_BRONTEKST:_
De maximum waarde, welke de in brieven te verzenden geldswaardige papieren en de in doosjes te verzenden juweelen en andere kostbaarheden mogen hebben, bedraagt 10.000 franken; de brieven met aangegeven waarde zijn onderworpen aan het gewone briefport, het vast aanteekenrecht van 10 cent en aan een recht van verzekering, dat afhangt van het aantal landen of koloniën, die aan het vervoer deelnemen, vermeerderd met het recht voor het vervoer over zee; de doosjes met aangegeven waarde zijn onderworpen aan een port van zooveel maal 25 cent als het aantal landen of koloniën bedraagt, die aan het vervoer deelnemen, vermeerderd met 50 cent voor het zeevervoer en met het recht van verzekering, dat gelijk is aan dat voor brieven met aangegeven waarde. Behoudens geval van overmacht wordt, bij verlies, berooving of beschadiging, aan den afzender of met diens bewilliging aan den geadresseerde, de werkelijke schade tot een maximum van de aangegeven waarde uitgekeerd. In het verkeer met de landen, die zich hebben bereid verklaard tot invoering van een dergelijken dienst kunnen de brieven en doosjes met aangegeven waarde belast worden met een verrekenbedrag van ten hoogste 1000 franken. Het ingevorderde bedrag wordt na aftrekking van een vast recht van 5 cent en van het gewone postwisselrecht per postwissel overgemaakt.

De brieven zijn tot elk gewicht toegelaten en niet aan afmetingen gebonden. Het maximum gewicht der doosjes is 1 K.G. en van de afmetingen: 30 c.M. lengte, 10

c.M. breedte en hoogte.

b. Invordering van gelden op quitantiën en handelspapier.

Ter invordering zijn toegelaten gewone quitantiën, voor voldaan geteekende rekeningen, facturen, wisselbrieven, assignatiën of ander handelspapier, mits zonder kosten betaalbaar. De verzending geschiedt onder angeteekend couvert, dat quitantiën enz. voor ten hoogste 5 schuldenaren mag bevatten tot een totaal bedrag van ten hoogste 1000 franken. Het ingevorderde bedrag wordt per postwissel overgemaakt, na aftrekking van: een vast recht van 5 cent per quitantie, enz., het postwisselrecht en de eventueele zegel- of andere kosten.

In G.B. 1909 no. 7 en 8 zijn de uitvoerings bepalingen van dit K.B. opgenomen.

Tot dusver is de kolonie Curaçao niet tot de voormelde overeenkomsten toegetreden en bestaat de dienst der aangegeven waarde en invordering van gelden daar dus niet.

V. Pakketpostdienst.

a. Buitenlandsche dienst van beide Koloniën.

_OPDRACHT 1:_
Welke soorten stukken noemt de brontekst bij name als toegelaten ter invordering? Som ze allemaal op.
_OPDRACHT 2:_
Schrijf de brontekst over de postdienst verder, te beginnen na de laatste kop.
Voor het werken met de brontekst zijn de records niet nodig.

_Items in een dataset:_
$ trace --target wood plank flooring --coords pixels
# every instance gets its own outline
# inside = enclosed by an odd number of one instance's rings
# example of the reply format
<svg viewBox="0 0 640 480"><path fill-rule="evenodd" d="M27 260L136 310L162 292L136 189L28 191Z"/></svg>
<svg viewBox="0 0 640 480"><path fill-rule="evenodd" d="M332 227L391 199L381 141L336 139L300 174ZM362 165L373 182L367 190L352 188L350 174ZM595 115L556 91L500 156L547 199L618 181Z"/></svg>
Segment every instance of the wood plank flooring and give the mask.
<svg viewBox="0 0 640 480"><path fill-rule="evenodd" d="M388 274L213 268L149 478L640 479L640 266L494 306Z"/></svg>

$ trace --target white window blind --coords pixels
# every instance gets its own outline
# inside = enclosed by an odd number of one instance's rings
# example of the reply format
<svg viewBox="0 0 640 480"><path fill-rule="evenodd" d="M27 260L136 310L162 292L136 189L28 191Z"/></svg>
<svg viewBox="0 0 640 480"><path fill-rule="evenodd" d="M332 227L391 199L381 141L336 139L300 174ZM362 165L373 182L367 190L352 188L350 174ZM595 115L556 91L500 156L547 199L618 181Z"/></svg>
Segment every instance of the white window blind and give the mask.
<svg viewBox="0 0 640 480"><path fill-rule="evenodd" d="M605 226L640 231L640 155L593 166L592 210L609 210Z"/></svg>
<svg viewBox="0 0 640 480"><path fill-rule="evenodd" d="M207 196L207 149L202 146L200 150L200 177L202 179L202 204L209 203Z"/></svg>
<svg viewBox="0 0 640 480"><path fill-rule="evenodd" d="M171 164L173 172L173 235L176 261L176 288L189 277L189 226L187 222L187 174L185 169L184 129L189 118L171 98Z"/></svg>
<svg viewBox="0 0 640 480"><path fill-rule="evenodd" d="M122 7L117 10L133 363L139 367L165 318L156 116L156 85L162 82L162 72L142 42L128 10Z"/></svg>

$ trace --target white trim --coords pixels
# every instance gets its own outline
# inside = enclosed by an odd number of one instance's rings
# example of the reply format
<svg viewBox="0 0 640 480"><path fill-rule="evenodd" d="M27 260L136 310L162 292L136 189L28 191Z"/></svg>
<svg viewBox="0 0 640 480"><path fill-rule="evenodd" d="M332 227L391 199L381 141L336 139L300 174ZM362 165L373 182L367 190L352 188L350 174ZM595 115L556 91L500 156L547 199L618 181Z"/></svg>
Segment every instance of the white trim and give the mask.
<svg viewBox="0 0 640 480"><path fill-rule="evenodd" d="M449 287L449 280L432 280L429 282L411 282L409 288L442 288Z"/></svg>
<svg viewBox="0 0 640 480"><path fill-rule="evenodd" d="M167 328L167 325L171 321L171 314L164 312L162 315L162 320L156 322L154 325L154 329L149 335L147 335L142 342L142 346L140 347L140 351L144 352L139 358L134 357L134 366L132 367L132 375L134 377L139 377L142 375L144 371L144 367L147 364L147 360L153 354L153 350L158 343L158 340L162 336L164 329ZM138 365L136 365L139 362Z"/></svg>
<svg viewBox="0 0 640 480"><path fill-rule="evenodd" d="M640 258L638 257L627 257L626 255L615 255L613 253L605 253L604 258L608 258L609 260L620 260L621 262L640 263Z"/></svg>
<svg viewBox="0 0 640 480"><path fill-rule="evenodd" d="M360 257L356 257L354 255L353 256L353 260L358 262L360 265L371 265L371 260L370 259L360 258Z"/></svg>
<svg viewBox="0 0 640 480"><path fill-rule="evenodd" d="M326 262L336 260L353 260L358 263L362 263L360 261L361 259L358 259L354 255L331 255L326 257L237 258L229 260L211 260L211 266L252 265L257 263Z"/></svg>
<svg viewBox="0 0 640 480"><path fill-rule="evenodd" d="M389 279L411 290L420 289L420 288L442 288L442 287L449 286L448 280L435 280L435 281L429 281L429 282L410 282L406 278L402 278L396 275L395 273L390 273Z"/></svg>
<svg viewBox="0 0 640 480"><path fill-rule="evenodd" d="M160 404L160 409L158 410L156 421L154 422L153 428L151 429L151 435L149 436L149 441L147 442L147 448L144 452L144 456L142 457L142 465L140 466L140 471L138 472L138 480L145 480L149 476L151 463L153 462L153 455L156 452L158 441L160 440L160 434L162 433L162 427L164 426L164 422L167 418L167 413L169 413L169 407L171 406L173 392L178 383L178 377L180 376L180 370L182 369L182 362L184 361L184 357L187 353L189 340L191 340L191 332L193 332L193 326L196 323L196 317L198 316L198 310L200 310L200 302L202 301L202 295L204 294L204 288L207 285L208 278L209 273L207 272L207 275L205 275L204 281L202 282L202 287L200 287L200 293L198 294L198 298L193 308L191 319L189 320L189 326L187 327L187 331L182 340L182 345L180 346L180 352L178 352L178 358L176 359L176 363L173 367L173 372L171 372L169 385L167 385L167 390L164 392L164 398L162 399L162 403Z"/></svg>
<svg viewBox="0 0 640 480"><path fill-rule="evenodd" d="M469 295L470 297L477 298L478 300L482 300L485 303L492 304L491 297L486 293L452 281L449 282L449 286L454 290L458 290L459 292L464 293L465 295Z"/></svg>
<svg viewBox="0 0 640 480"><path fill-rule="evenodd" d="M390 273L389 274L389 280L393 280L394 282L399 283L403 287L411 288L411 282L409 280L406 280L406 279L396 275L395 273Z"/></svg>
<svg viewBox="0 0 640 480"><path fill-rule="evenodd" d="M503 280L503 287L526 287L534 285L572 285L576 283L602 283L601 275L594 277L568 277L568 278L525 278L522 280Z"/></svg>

_UITWERKING 1:_
gewone quitantiën, voor voldaan geteekende rekeningen, facturen, wisselbrieven, assignatiën

_UITWERKING 2:_
Het in 1891 te Weenen gesloten internationale pakketpostverdrag werd voor de Nederlandsche koloniën onderteekend onder voorbehoud, dat de invoering van den dienst niet aanstonds behoefde te geschieden. Dit had voor Suriname en Curaçao plaats met ingang van 1 September 1894 (G.B. no. 5, 18, 21 en P.B. no. 8, 10 en 14) Van de uitzonderingsbepalingen van het internationale verdrag werd aanvankelijk gebruik gemaakt om zich niet te belasten met pakketten met aangegeven waarde, verrekeningpakketten, pakketten met expresse bestelling en z.g. hinderlijke pakketten. Toegelaten zijn pakketten tot een gewicht van 3 of 5 K.G. naar gelang van het maximum-gewicht dat in het land van bestemming toegelaten is. Ze mogen

langs geen der zijden de afmeting van 60 c.M. te boven gaan en geen grooter

inhoudsmaat hebben dan 25 d.M3 .; echter zijn pakketten toegelaten die een lengte hebben van 1 M., mits de breedte en dikte niet meer dan 20 c.M. bedraagt (regenschermen, wandelstokken enz.) en in het verkeer met Engeland en de Br. koloniën: lengte ten hoogste 1.065 M. (3 voet en 6 duim Engelsche maat) en lengte en omvang te zamen niet meer dan 1.83 M. (6 voet Eng. maat). - Met de pakketpost mogen niet worden vervoerd: papieren, die het kenmerk eener briefwisseling bezitten; levende dieren (in Suriname wel bijen) en in Curacao ook levende planten; ontplofbare stoffen en andere gevaarlijke voorwerpen; goederen, waarvan de in- of uitvoer in de kolonie verboden is en voorwerpen of goederen, welke in het land van bestemming of in een land waarover het vervoer geschieden moet niet zijn toegelaten en in Suriname bovendien: gemunt geld en opium. Sedert 1895 kunnen ook pakketten gewisseld worden met landen of koloniën niet tot het intern. verdrag toegetreden, maar waarmede, ingevolge bijzondere overeenkomsten of regelingen, rechtstreeks of transito andere landen een pakketpostdienst onderhouden wordt en sedert 1904 zijn, zoowel in Suriname als in Curaçao, pakketten met aangegeven waarde en met verrekening toegelaten tot een maximumbedrag van 500 francs, is het verkeer met de landen, welk zich met de behandeling daarvan belasten.

In verband daarmede mogen pakketten inhoudende goud, zilver en andere kostbaarheden uit Suriname, met bestemming voor landen die zich met aangifte van waarde belasten, alleen verzonden worden met aangifte van waarde. Ten aanzien van goudpakketten - uitteraard een zeer belangrijke zaak voor Suriname waren reeds in 1895, na aanvulling van de verordening op de goudbelasting, bepalingen uitgevaardigd, om ontduiking van de uitvoerrechten van per postpakket verzonden goud tegen te gaan. Die bepalingen hebben vóór de invoering van de aangegeven waarde veel moeilijkheden gegeven, ook van de zijde van de stoomv. Mij. K.W.I. Maildienst.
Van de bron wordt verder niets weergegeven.